- _Directions_: Return the listing below verbatim. Pictures do not belong in the copy.
## BEGIN Source records
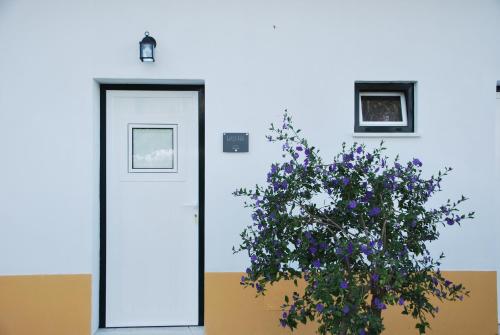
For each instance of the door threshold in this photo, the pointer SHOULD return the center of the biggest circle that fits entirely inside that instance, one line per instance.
(191, 330)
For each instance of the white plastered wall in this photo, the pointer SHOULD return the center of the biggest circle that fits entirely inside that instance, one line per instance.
(256, 58)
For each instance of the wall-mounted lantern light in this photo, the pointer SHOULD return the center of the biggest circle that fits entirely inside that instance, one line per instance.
(147, 48)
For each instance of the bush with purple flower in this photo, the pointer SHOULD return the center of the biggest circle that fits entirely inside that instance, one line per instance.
(356, 230)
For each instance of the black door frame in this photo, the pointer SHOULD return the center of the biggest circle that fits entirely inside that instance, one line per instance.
(201, 187)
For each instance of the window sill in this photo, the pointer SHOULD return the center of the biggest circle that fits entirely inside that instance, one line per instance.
(395, 135)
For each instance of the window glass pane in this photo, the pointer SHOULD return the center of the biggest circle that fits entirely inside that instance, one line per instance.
(152, 148)
(381, 108)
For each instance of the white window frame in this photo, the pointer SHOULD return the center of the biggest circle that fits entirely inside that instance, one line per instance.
(402, 97)
(175, 146)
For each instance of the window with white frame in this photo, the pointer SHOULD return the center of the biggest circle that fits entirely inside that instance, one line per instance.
(384, 107)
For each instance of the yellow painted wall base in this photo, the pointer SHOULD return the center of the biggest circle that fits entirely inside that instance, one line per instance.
(61, 305)
(45, 305)
(230, 309)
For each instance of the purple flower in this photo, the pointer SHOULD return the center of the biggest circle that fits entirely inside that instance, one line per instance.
(345, 181)
(352, 204)
(417, 162)
(366, 250)
(379, 304)
(374, 211)
(350, 248)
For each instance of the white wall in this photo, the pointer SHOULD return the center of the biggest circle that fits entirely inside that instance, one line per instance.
(53, 50)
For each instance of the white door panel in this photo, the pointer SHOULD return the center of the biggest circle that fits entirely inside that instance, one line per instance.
(152, 226)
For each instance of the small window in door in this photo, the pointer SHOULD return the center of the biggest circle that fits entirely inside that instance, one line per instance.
(152, 148)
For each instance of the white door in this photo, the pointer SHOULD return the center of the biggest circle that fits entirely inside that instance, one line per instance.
(152, 208)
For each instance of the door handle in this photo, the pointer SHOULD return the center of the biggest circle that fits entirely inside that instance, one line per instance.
(196, 211)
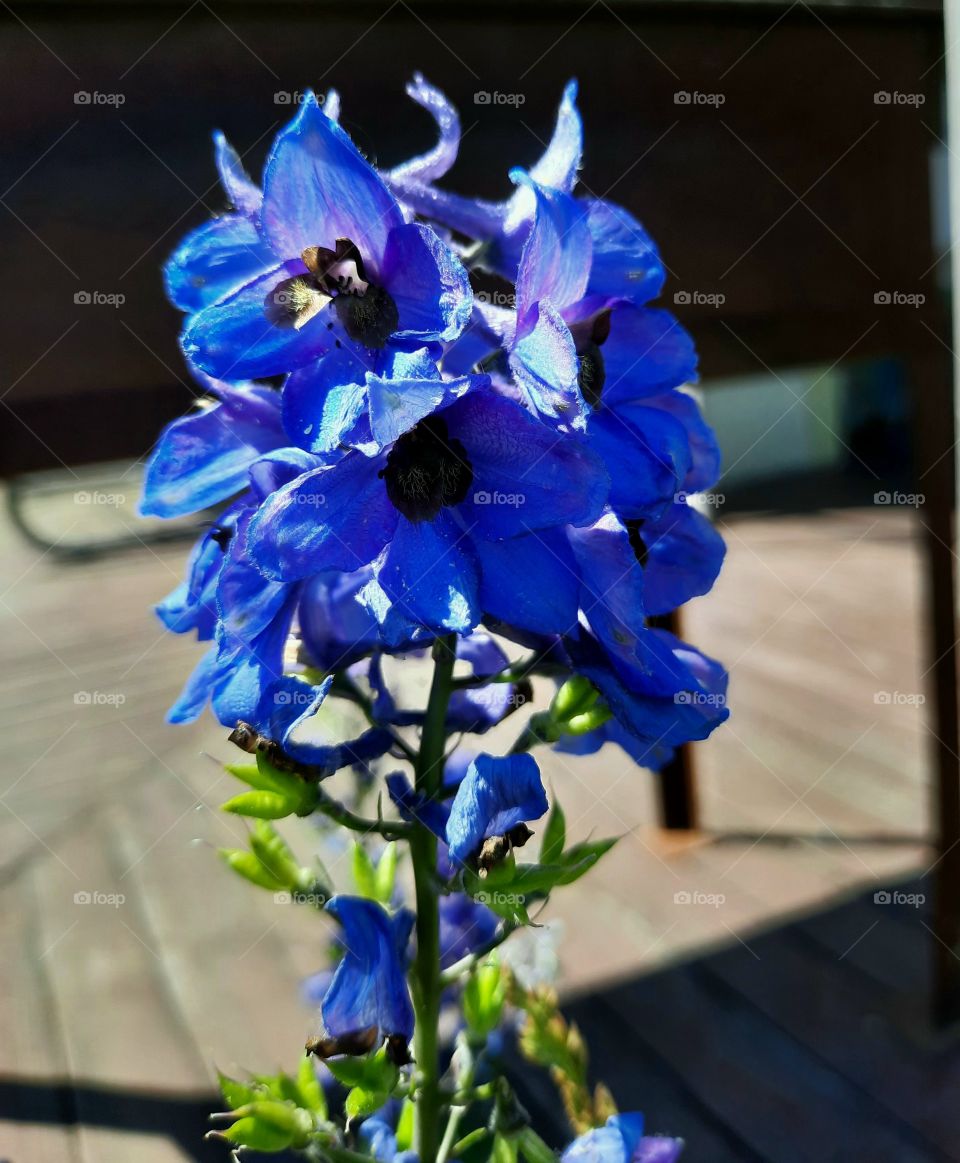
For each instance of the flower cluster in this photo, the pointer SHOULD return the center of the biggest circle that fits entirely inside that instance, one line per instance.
(404, 456)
## END Source records
- _Response to this task_:
For each instance of the door threshold in this photo, the pointer SHOULD return the center of the biggest circle that fits entirely inside that instance, one line per instance.
(191, 330)
For each instance of the white plastered wall in this photo, the pointer SHOULD return the center of the biggest circle that fits entirely inside that instance, one line per instance.
(256, 58)
For each instance of the wall-mounted lantern light in this photo, the pointer SHOULD return the center of the biggest circle that fits entirely inside that instance, one line per instance.
(147, 48)
For each instance of the bush with purple flower in this photo, the pointer SHOULD return the center of the biggest circle that fits entirely inside that instance, one line per instance.
(356, 230)
For each instance of the black door frame in this photo, the pointer SHOULD return the center of the biggest circle that fits entirely inside that instance, one line per instance.
(201, 187)
For each instance of the window sill in this photo, the pointer SHOULD return the center of the biggest circle that fits entirely inside that instance, one line per instance.
(395, 135)
For each instance of the window glass pane in this photo, the pointer SHOULD return the center of the biggest circle that fits entirely inside that instance, one line per instance.
(152, 148)
(381, 108)
For each instance of the white window frame in this photo, the pointer SHOULD return the center of the biggest circle that fits entirely inside that instance, one line per instance.
(402, 97)
(175, 146)
For each instance of the window with white frame in this photo, the pointer SHOULD return the center of the biggest circle that fits entirely inside that instance, one line per instance.
(384, 107)
For each instance of the yellow painted wall base in this photo, the pointer SHOULD return the center of the biggest circle that fits entirely inside that instance, one line per instance.
(61, 305)
(45, 305)
(230, 309)
For each instance of the purple flower in this photo, the pointer SHOULD return the center of the biggest circle that fits entirely inside that instance, one line per instance.
(345, 181)
(352, 204)
(417, 162)
(366, 250)
(379, 304)
(374, 211)
(350, 248)
For each instance of the white wall in this photo, the pointer SHOULD return the center of the biggest circle that fits entirely inside that instance, one line per instance.
(53, 50)
For each instance of the white door panel in this photo, the pointer SHOULD return the center of the biggest circle that fits entirely inside that instance, one line per instance.
(152, 226)
For each instance of the small window in door in this photo, the pointer SHOULD return the center of the biggest circle that fits entirely inside that instance, one line per instance.
(152, 148)
For each instance of the white door in this photo, the pointer SHOULD return the center of the biggest circle that fits entirely inside that instance, one line per instance.
(152, 208)
For each instance of the door handle in this photo, the pointer SHOULD return the center of the biggest circle that fits entirely inside that instance, one line per instance.
(196, 211)
For each instance of the flower cluster in this photo, the pointer SHOULD return the center of the biggest circle that fits entirely inside that instance, one line per instance.
(404, 456)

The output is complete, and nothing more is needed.